- _Work to be completed_
Please rename "flagpole" to "mast" in the entries starting with the line containing "Identify the hillside in distance above." and continuing through the line containing "[12,300,79,496]". Reproduce only those lines, with everything else unchanged.

- _Stored records_

....

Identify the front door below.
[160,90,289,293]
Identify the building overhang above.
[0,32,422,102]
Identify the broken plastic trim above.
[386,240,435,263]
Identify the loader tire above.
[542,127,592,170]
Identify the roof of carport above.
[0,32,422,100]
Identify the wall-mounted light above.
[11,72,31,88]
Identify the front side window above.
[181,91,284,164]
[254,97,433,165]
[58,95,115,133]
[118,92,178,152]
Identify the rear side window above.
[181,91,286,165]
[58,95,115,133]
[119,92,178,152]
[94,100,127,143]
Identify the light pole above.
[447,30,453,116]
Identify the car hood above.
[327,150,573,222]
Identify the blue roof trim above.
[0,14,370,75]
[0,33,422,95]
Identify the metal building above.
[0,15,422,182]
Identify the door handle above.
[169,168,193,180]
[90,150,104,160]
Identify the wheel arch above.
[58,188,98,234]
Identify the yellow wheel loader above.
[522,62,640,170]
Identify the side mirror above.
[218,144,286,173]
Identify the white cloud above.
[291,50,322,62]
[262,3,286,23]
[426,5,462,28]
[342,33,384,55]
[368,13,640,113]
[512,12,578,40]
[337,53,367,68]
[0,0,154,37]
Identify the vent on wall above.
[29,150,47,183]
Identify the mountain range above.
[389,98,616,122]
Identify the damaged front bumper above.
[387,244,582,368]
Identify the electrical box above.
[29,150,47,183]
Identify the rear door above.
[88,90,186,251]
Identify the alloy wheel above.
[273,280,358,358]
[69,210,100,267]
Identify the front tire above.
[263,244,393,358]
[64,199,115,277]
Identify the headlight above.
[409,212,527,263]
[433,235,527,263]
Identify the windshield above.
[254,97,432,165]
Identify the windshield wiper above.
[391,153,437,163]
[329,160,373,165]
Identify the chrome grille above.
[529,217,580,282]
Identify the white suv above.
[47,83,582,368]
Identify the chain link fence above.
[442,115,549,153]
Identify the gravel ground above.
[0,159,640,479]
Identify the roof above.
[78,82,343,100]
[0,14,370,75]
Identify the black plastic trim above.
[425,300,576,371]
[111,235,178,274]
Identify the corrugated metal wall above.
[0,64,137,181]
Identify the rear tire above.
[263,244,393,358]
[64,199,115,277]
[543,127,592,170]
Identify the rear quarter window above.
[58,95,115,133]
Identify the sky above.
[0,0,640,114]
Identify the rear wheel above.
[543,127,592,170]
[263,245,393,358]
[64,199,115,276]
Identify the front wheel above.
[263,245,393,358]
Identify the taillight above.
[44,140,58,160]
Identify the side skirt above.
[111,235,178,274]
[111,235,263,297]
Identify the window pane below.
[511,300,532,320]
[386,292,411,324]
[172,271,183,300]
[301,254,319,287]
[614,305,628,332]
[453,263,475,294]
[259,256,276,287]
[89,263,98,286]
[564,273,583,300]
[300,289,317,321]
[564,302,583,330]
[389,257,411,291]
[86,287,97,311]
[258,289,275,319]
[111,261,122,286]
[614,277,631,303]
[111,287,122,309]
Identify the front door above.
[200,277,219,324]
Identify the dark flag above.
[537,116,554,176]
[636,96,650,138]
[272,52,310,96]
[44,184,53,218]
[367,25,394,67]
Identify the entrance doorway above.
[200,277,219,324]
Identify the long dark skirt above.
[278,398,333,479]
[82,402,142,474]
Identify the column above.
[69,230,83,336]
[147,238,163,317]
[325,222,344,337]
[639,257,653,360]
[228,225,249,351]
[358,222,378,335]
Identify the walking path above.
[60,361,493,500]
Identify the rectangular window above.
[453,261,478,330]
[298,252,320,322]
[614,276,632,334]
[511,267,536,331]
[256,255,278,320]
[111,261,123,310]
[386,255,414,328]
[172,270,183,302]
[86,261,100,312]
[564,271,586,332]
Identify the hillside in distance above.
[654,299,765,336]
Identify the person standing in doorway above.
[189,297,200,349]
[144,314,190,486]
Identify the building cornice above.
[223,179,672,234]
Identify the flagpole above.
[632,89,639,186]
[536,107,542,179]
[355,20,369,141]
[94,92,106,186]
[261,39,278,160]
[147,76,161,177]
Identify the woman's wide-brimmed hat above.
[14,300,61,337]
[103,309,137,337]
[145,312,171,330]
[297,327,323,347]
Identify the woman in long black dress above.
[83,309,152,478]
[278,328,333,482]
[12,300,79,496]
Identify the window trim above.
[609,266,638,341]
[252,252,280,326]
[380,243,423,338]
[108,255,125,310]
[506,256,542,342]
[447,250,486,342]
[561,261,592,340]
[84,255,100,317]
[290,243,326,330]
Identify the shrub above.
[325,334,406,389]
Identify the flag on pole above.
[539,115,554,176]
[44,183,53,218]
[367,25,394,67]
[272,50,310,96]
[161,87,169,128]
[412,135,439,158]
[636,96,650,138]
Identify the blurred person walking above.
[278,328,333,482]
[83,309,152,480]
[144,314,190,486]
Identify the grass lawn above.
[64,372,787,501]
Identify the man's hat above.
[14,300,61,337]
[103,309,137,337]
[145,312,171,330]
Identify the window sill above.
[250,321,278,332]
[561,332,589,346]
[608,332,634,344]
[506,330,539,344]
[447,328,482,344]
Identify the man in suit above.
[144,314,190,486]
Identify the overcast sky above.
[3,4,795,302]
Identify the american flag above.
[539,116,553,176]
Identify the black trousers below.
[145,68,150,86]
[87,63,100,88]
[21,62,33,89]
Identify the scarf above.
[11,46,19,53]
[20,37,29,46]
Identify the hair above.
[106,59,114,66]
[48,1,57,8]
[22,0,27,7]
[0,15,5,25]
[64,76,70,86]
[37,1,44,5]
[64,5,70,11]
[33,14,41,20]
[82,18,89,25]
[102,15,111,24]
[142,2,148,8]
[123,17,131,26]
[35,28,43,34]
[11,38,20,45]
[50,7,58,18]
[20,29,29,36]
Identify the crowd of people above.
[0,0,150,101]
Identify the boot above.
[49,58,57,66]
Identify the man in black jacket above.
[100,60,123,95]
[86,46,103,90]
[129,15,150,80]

....

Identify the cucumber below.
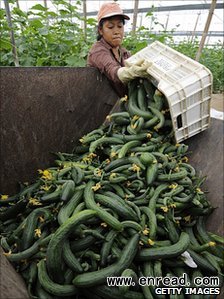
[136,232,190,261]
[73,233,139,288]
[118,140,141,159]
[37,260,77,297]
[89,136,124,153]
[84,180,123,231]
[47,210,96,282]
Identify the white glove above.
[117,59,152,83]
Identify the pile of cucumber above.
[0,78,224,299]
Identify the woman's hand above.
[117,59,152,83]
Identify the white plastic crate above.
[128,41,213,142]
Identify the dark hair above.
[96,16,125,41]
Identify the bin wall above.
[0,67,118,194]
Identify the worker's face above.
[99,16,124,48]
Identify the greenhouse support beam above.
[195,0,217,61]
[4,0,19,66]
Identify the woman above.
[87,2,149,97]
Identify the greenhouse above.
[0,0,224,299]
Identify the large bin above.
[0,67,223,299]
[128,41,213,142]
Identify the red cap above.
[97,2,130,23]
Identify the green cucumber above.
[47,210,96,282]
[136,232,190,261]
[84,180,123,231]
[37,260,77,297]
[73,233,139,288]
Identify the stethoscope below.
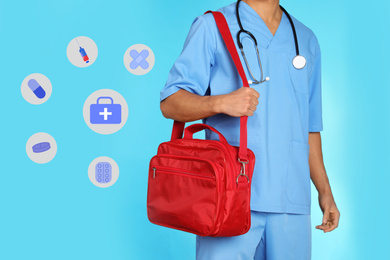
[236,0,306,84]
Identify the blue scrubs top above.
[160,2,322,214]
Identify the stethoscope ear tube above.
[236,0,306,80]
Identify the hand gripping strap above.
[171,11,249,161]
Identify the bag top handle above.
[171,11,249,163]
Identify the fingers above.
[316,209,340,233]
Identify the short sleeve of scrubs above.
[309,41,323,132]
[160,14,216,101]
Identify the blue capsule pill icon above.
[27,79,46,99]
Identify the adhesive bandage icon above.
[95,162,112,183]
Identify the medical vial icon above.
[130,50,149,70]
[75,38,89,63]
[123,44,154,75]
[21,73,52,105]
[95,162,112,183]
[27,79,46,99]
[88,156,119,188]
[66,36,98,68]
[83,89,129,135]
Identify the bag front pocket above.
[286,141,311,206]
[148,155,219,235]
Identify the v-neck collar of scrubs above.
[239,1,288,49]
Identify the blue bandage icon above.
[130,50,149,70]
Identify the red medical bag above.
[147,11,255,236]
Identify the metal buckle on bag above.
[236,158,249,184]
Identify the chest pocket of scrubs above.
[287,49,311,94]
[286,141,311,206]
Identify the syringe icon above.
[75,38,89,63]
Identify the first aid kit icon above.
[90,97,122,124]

....

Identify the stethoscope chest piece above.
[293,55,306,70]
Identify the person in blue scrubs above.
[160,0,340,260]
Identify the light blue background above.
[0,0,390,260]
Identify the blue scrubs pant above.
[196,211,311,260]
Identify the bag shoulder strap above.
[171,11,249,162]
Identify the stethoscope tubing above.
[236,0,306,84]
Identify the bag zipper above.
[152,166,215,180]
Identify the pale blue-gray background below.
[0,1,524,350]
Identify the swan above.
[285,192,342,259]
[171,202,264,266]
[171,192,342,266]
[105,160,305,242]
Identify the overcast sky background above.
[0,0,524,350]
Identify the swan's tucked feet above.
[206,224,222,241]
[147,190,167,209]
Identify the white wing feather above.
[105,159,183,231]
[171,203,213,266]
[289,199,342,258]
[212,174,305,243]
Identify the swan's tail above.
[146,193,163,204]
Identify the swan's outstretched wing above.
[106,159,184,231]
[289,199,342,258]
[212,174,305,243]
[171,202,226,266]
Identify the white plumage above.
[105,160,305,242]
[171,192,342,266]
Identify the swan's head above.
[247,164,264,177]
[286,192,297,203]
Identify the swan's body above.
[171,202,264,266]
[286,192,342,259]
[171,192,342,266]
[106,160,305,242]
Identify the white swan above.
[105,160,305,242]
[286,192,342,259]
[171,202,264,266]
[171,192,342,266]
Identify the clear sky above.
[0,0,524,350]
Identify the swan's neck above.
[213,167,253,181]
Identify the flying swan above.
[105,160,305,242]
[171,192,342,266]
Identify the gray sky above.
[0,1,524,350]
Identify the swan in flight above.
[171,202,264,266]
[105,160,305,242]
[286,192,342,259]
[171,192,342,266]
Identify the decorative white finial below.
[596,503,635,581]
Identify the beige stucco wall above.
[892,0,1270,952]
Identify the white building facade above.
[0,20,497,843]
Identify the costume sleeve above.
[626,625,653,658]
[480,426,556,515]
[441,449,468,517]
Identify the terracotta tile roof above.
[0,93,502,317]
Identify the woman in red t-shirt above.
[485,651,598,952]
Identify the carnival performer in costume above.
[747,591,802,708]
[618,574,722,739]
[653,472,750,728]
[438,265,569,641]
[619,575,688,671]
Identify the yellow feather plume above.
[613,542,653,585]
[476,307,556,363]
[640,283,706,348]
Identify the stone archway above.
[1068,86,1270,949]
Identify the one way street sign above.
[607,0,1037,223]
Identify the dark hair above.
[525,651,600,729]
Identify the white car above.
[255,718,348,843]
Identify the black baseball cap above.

....

- _Exercise result_
Identify the hillside in distance above.
[654,299,765,336]
Identify the person standing in doorway above.
[189,297,200,349]
[144,314,190,486]
Identify the building cornice above.
[223,179,672,234]
Identify the mast above.
[632,89,639,186]
[536,107,542,179]
[355,20,369,141]
[94,92,106,186]
[261,39,278,160]
[147,76,161,177]
Identify the woman's wide-brimmed hat above.
[14,300,61,337]
[103,309,137,337]
[145,312,171,330]
[297,327,323,347]
Identify the woman in long black dress above.
[83,309,152,478]
[278,328,333,482]
[12,300,79,496]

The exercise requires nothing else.